**作業の指示:**
(1) 佐竹氏の文章のうち、「この時に佐竹軍が無地の白旗(源氏の旗)を」から「の地位の保全に務めています。」までを、両端の語句も含めてそのまま書き写しなさい。
(2) 次の(a)～(c)が佐竹氏の文章の内容と合っているかどうかを「はい」か「いいえ」で答え、判断の根拠となる文章中の語句を正確に引用しなさい。
(a) 佐竹氏の家紋は「五本骨扇に月丸」になったと伝わっている。
(b) 奥州合戦は1189年に起きた。
(c) 佐竹義重の三男は岡田氏となった。
(3) 佐竹氏の文章の続きを、最後の文の後から書き進めなさい。

**提示文:**
== == ==

3代 佐竹秀義(ひでよし)(1151~1226)

 源平合戦で源氏が勝利すると、頼朝が奥州藤原氏に逃げ込んだ弟の源義経を攻めた。
佐竹氏は1189年の奥州合戦においては頼朝から罪を許されて家臣として頼朝軍に加わりました。
この時に佐竹軍が無地の白旗(源氏の旗)を持参し、佐竹氏の旗が無いことを知り、扇に丸を描いて渡し、旗にこの扇を付けるよう命じたといわれ、これが佐竹氏の家紋「五本骨扇に月丸」となったと伝わっています。
この戦いで武功をあげ、その後、鎌倉御家人の一人に列せられました。

4代 佐竹義重(よししげ)(1186~1252)

 父や弟とともに承久の乱(じょうきゅうのらん)は、1221年(承久3年)の後鳥羽上皇が鎌倉幕府執権(北条義時)に対して討伐の兵を挙げて敗れた承久の乱(じょうきゅうのらん)で活躍しており、鎌倉幕府に忠実な鎌倉御家人としての佐竹氏の地位の保全に務めています。
また、次男の義直(義尚)は額田氏、三男の義澄は真崎氏、四男の義高(義隆)は岡田氏、六男の義綱は岡部氏となり、常陸での南北朝時代等で佐竹氏の躍進の基礎を築いています。

== == ==

指示位置の記録
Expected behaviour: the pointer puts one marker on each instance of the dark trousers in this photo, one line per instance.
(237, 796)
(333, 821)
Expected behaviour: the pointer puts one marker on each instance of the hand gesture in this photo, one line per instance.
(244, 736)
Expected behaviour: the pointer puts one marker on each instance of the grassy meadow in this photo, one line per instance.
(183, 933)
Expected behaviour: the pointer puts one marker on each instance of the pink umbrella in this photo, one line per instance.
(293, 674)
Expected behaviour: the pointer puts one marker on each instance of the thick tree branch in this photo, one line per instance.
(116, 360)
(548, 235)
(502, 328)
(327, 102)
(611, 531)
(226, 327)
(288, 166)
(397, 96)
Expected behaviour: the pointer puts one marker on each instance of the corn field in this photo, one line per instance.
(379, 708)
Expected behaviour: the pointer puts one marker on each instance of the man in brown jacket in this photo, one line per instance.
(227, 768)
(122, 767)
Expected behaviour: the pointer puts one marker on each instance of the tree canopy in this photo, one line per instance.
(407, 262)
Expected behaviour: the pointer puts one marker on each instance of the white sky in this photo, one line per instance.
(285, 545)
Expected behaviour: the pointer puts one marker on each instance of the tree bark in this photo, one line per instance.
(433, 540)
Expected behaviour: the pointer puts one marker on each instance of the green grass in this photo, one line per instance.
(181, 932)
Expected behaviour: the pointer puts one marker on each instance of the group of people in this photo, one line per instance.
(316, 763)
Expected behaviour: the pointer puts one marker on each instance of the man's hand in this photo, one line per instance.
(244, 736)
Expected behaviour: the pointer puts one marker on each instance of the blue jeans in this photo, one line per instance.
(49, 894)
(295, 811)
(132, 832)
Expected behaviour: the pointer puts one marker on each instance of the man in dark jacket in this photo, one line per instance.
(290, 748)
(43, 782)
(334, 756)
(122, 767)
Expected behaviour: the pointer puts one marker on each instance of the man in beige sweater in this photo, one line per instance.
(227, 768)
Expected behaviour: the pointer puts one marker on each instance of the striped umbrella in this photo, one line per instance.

== == ==

**練習の解答:**
(1)
この時に佐竹軍が無地の白旗(源氏の旗)を持参し、佐竹氏の旗が無いことを知り、扇に丸を描いて渡し、旗にこの扇を付けるよう命じたといわれ、これが佐竹氏の家紋「五本骨扇に月丸」となったと伝わっています。
この戦いで武功をあげ、その後、鎌倉御家人の一人に列せられました。

4代 佐竹義重(よししげ)(1186~1252)

 父や弟とともに承久の乱(じょうきゅうのらん)は、1221年(承久3年)の後鳥羽上皇が鎌倉幕府執権(北条義時)に対して討伐の兵を挙げて敗れた承久の乱(じょうきゅうのらん)で活躍しており、鎌倉幕府に忠実な鎌倉御家人としての佐竹氏の地位の保全に務めています。

(2)
(a) はい。「これが佐竹氏の家紋「五本骨扇に月丸」となったと伝わっています」
(b) はい。「1189年の奥州合戦」
(c) いいえ。「三男の義澄は真崎氏」

(3)
5代 佐竹長義(ながよし)(1207~1272)

 忠実な鎌倉武士として活躍しています。小田氏(八田氏)に替わって常陸守護となっていた宍戸家周の娘を妻とし鎌倉武士として活躍します。
記録としては、祖父佐竹秀義の妻で、祖母にあたる陽雲寺殿の冥福を祈るために陽雲寺を建立し、また1269年には荒廃していた観音堂を再興し、佐竹寺(妙福山明王院佐竹寺)と名称を改めています。

6代 佐竹義胤(よしたね)(1227~1278)

 鎌倉武士であり、讃岐守・常陸介などを歴任しています。
次男(?)の三郎義継は地元の豪族である岩崎氏の女を妻として、陸奥国岩城郡小川郷(現在のいわき市)に住みつき、常陸国北部からその勢力範囲を広げています。

7代 佐竹行義(いくよし)(1263~ 1305)

鎌倉武士として活躍し、讃岐守・常陸介などを歴任しています。
常陸国北部に領地を拡大しています。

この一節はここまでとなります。